And of course there wouldn’t be much of a story if things didn’t go terribly, terribly wrong.
Note : Many thanks to Netgalley, HarperCollins Publishers, and Harper Voyager for providing me an e-ARC of this title for review.
This book is definitely not going to be everyone’s cup of tea but I’ll mention first and foremost that it gets a 5/5 on Goodreads from me, issues and all, because the characterization and storyline had me consistently riveted. Finished the whole second half within a sitting. Even when imagery got murky, very out there, and almost beyond comprehension- I was always invested in the characters and happenings of this weird world. There is enthusiastic creativity in the telling of it, and astonishing development given the modest 300-some page count.
One disclosure first, and something that may inform my thoughts on certain aspects- I haven’t read much science fiction. Liked much of what I’ve tried, but am still muchly a stranger to those shores. This is a sort of science fiction/speculative fiction/fantasy hybrid with a thrust toward experimental world building rather than space exploration.
First, the writing style. First impression was positive. The narrative is told from two points of view with the main characters just entering adulthood. Though I’ve never seen it shelved as New Adult, I think this title could easily be ushered into that category due to the age of the main characters. This book is filled with terms unique to its world, presented on nearly every page. The writing feels thick due to this attention to detail and demands the reader to learn through context and process sometimes murky and otherworldly imagery. I finished this title in six hours but it felt longer and like it would consume more energy than a more rhythmical and flowy read would. Not a bad writing style by any means, but I could see it being too dense for some. What I do like is how eventful the pages are, to an almost chaotic degree late in the book where the author has so many ideas and pulls them off at a faster pace. The first half of this book is noticeably more orderly than the second half.

**SHORT TASK 1:** Print the records starting at their first line and ending with the line that contains "POLYGON ((166 92, 255", both included, and leave the pictures out.
**SHORT TASK 2:** Please proceed with the book review from the point where it stops.

**ROWS:**
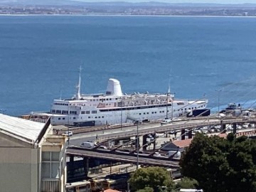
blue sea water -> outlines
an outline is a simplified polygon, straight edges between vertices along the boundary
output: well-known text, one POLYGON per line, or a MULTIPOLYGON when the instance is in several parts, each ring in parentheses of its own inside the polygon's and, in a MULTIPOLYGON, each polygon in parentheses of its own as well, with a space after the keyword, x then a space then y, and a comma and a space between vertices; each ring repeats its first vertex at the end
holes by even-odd
POLYGON ((166 92, 255 107, 256 18, 0 16, 0 112, 49 111, 53 99, 166 92), (218 91, 219 90, 219 91, 218 91))

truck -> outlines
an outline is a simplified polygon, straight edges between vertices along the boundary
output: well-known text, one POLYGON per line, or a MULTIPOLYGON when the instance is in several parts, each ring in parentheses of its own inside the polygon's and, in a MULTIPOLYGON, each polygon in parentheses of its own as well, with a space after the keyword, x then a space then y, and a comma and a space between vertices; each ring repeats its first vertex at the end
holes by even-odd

**EXERCISE RESPONSE 1:**
blue sea water -> outlines
an outline is a simplified polygon, straight edges between vertices along the boundary
output: well-known text, one POLYGON per line, or a MULTIPOLYGON when the instance is in several parts, each ring in parentheses of its own inside the polygon's and, in a MULTIPOLYGON, each polygon in parentheses of its own as well, with a space after the keyword, x then a space then y, and a comma and a space between vertices; each ring repeats its first vertex at the end
holes by even-odd
POLYGON ((166 92, 255 107, 256 18, 0 16, 0 112, 49 111, 53 99, 166 92), (218 91, 219 90, 219 91, 218 91))

**EXERCISE RESPONSE 2:**
Not related to the technical good and bad but I feel it’s important to mention sooner rather than later- this is a weird read. Almost challengingly so, with some gross passages and nearly inexplicable customs. This title takes place far, far in the future- where humanity and ways of life have evolved to an otherworldly degree. Cultural customs, food, ways of showing affection, pets, all sorts of nitty-gritty things are different in this world. Even simple travel involves characters navigating the flesh of a giant space creature. However, I loved how the things I didn’t like juxtaposed with what worked for a fascinating effect, encouraging one to empathize more with the world. An example of this, there is a space monster baby that probes one of the main character’s facial orifices as a way of bonding. I was pretty grossed out by the related descriptions but said baby is also an innocent creature whose life is being threatened. It still reaches out the heroine, perhaps not understanding that her species has been hurting it. I grew to feel for the strange little guy and wanted the main characters to successfully protect it.
About the relationships in this book. There is some romance. Not central to the story, but it’s there. Some enemies-to-lovers, friends-to-lovers, friends-to-enemies, starcrossed, basically all the stuff I happen to like was somehow included and a huge surprise to find. The otherworldly quality remains though and makes things like the intimacy between the characters come off in a very odd manner. But somehow I was really out here shipping one of the main characters (Seske) with everybody. Seske falls for two characters (a man and woman) who are treated with shockingly equal care and chemistry. Theirs isn’t a love triangle because the culture of the world here normalizes a sort of bi polyamory. I’ve actually rarely-to-never seen this done in any form of media, adding even more to this title’s uniqueness.
Winding back a bit to characterization and the points-of-view, Seske and Adala are the young heroines of this tale and raised in a matriarchal society. I really enjoyed how different these characters are from one another, harmonizing to provide a fuller view of the world.
Seske is of noble lineage and her chapters deal with revealing the workings of their hierarchial society. She is quite privileged, but also expected to shoulder the great responsibility of directing their world in more harrowing times and perhaps breaking away from tradition. She’s also a flawed character who makes some poor decisions. Adala is a girl of a lower caste and class, considered by many to be amidst the disposable. Through her we grow to understand how the people of the world are suffering and their need for change.
Adala’s chapters are more action and adventure-oriented. Adala and Seske are the main couple of the book and their relationship has major ups and downs due to their differences. I liked both of them. The dual narration encourages an understanding for both sides, even when they can’t fully understand each other.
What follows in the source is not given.